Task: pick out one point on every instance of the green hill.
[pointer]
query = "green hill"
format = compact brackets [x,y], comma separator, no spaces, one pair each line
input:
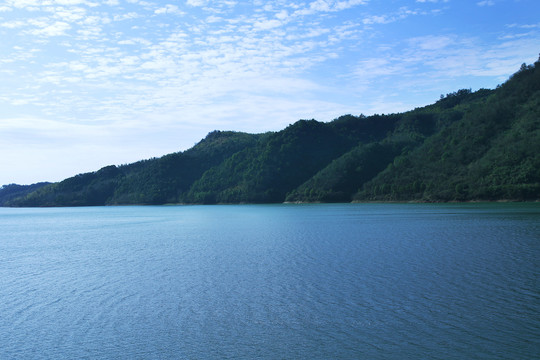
[482,145]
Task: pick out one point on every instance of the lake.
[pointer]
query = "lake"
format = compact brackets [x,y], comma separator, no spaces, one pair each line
[325,281]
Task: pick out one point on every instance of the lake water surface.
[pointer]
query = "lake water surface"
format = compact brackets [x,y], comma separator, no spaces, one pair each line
[348,281]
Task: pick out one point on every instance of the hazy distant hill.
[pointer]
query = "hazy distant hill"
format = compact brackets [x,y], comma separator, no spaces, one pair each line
[482,145]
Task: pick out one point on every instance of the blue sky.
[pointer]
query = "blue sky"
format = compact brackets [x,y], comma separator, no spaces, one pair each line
[89,83]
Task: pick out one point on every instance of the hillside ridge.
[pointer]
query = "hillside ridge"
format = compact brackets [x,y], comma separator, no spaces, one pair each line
[479,145]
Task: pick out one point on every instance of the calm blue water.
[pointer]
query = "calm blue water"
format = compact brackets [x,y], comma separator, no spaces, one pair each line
[355,281]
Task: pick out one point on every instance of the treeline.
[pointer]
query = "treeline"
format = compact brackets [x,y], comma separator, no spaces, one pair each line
[481,145]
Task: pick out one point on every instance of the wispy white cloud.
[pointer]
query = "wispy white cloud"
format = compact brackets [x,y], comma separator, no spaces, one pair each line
[486,3]
[170,71]
[169,9]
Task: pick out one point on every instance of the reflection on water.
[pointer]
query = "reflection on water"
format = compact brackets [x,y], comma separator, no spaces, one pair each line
[373,281]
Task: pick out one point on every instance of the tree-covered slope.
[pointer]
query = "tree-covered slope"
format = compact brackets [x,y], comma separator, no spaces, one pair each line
[482,145]
[492,152]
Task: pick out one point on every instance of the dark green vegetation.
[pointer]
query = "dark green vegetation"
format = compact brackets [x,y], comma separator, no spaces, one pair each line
[482,145]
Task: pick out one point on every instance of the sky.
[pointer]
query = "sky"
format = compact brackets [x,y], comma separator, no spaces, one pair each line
[90,83]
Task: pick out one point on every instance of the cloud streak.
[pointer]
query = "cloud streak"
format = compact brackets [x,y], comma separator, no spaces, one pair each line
[169,72]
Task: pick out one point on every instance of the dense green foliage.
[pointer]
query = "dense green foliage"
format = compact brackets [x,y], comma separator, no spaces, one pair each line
[482,145]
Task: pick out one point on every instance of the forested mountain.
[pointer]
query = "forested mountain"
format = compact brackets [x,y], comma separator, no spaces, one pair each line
[482,145]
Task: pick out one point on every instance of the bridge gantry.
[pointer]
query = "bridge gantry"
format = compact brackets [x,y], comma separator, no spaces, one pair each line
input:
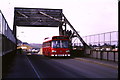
[41,17]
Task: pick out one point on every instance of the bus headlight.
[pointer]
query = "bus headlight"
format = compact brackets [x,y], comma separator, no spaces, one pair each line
[53,51]
[68,54]
[68,51]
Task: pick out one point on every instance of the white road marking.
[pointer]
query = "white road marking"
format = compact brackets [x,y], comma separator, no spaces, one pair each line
[33,67]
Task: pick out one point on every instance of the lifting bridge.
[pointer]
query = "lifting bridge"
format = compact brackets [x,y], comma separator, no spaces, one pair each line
[42,17]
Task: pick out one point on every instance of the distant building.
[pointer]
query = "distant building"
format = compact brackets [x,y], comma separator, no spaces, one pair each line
[25,47]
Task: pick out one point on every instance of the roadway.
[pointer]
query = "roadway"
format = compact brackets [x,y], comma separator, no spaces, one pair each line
[37,66]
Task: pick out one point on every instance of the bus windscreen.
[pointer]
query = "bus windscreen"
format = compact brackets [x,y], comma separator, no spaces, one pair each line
[60,44]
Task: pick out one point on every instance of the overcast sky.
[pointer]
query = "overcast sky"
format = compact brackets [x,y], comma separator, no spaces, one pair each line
[87,16]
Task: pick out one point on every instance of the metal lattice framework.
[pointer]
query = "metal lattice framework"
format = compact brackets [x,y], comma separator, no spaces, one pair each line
[46,18]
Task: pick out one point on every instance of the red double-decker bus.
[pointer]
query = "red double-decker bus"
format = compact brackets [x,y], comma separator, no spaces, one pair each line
[56,46]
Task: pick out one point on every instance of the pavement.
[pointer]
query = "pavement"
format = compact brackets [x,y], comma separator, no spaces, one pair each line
[111,64]
[21,62]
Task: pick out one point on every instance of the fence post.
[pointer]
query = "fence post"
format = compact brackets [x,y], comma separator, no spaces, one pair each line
[101,55]
[107,55]
[114,56]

DIRECTIONS. Each line from the material above that mentions the word "mountain" needs to be copied.

TASK RESPONSE.
Task: pick out one point on every instance of the forested mountain.
query = "forested mountain"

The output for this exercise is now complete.